Begin Extracted information
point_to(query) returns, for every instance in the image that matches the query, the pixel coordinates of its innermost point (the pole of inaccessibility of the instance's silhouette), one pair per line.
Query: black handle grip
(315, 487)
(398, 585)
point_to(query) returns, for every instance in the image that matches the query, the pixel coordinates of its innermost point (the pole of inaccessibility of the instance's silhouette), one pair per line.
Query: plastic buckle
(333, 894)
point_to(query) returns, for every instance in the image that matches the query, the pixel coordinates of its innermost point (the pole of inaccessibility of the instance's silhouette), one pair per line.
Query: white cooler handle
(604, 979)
End Extracted information
» Your goal
Copy out every row above, including the requests, but add 77 to each coordinate value in the answers.

» Correct output
point_to(query) returns, for every instance in the image that matches the query, the pixel coordinates of its innermost point (the pole of inaccessibility of the instance's silhouette), one pair per line.
Query: black handle grip
(392, 564)
(475, 662)
point_to(query) returns, for every instance in the image that matches the query, the pixel coordinates of its innermost point (the pole of inaccessibility of the instance's silhouette), one pair per line.
Query: plastic buckle
(410, 971)
point_to(query) returns, for every instance in the image that matches the query, the pixel coordinates of its innermost point (the pole of inaccessibility of the instance's silhouette), one pair per line.
Query: white cooler handle
(681, 1056)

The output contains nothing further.